AVAILABLE RECORDS –
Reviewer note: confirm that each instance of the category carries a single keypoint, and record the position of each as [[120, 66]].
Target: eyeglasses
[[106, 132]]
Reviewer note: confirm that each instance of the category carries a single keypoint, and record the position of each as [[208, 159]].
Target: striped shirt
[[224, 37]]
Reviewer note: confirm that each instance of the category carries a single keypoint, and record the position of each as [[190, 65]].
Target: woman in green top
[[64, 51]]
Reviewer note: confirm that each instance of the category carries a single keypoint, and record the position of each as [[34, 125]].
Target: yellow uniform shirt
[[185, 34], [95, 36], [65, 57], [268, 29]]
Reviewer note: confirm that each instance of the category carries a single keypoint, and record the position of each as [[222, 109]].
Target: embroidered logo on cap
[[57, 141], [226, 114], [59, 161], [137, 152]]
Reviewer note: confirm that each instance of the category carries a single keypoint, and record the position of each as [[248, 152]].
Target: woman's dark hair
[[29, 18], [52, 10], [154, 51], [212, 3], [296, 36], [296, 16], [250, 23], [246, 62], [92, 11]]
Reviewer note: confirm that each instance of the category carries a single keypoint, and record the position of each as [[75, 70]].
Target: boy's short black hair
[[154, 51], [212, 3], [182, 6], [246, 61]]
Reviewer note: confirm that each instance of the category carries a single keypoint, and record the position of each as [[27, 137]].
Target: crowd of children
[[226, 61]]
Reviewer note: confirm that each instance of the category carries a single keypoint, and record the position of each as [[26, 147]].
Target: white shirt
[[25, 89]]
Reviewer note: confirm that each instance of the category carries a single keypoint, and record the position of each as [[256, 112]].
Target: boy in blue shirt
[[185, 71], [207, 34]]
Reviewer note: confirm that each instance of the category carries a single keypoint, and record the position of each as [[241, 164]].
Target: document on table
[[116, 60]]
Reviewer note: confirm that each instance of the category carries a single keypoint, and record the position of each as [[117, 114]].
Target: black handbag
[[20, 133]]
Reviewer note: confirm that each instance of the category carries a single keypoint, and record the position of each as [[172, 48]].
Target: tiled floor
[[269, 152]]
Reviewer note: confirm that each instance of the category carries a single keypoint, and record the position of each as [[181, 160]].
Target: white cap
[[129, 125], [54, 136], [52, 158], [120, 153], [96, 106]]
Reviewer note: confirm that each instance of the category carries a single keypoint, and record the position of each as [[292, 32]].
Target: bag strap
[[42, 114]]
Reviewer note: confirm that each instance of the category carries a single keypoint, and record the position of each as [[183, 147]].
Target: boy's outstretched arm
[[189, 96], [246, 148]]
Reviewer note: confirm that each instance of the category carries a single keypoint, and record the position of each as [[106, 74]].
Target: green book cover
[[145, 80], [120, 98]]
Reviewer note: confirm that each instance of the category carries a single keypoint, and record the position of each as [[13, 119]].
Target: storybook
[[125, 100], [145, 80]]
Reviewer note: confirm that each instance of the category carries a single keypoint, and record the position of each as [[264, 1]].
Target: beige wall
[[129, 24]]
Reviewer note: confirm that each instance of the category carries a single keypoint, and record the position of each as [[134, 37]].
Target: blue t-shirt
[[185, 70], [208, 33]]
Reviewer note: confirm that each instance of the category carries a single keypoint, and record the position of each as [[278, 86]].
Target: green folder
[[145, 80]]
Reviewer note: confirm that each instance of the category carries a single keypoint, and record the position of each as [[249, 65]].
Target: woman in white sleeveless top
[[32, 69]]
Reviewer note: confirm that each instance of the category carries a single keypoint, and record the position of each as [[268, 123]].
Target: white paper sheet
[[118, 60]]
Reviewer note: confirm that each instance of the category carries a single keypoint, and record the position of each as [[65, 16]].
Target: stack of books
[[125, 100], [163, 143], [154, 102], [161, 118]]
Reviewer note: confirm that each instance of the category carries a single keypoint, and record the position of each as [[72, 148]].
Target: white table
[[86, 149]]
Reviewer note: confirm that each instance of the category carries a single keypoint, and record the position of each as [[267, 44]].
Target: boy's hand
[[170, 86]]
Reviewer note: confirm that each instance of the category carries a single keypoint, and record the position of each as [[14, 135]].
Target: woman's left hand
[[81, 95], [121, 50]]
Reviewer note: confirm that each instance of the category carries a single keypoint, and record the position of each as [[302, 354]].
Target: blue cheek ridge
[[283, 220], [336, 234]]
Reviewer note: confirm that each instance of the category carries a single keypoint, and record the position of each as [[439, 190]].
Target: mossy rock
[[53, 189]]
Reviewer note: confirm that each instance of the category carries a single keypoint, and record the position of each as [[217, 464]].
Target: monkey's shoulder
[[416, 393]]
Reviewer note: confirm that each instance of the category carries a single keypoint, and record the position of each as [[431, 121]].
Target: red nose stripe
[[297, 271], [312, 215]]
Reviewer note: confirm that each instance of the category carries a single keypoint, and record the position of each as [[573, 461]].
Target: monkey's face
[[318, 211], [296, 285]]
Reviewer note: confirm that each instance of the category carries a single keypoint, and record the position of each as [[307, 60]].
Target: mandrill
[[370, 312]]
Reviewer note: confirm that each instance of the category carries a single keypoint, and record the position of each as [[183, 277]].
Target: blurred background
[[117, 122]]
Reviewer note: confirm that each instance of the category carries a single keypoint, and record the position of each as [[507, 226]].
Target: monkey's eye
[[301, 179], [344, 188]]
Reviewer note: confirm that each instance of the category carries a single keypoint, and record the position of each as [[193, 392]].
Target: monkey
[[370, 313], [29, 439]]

GIVEN INSTRUCTION – Please retype the data above without changes, starting at the line that contains "as [[134, 37]]." and ending at the line that contains "[[118, 60]]", with both of those lines included.

SOLUTION FOR THIS TASK –
Reviewer note: confirm that each instance of the category carries a single keypoint, and record the position of each as [[134, 37]].
Target: blue t-shirt
[[185, 70], [208, 33]]
Reviewer note: confirm that each instance of the category carries a single keypoint, and record the position of each as [[278, 86]].
Target: green folder
[[145, 80]]
Reviewer note: confirm that each instance of the category carries a single keypoint, and record the position of each as [[249, 65]].
Target: woman in white sleeveless top
[[32, 69]]
Reviewer note: confirm that each instance of the category carries a single keypoint, and record the position of each as [[268, 123]].
Target: white paper sheet
[[118, 60]]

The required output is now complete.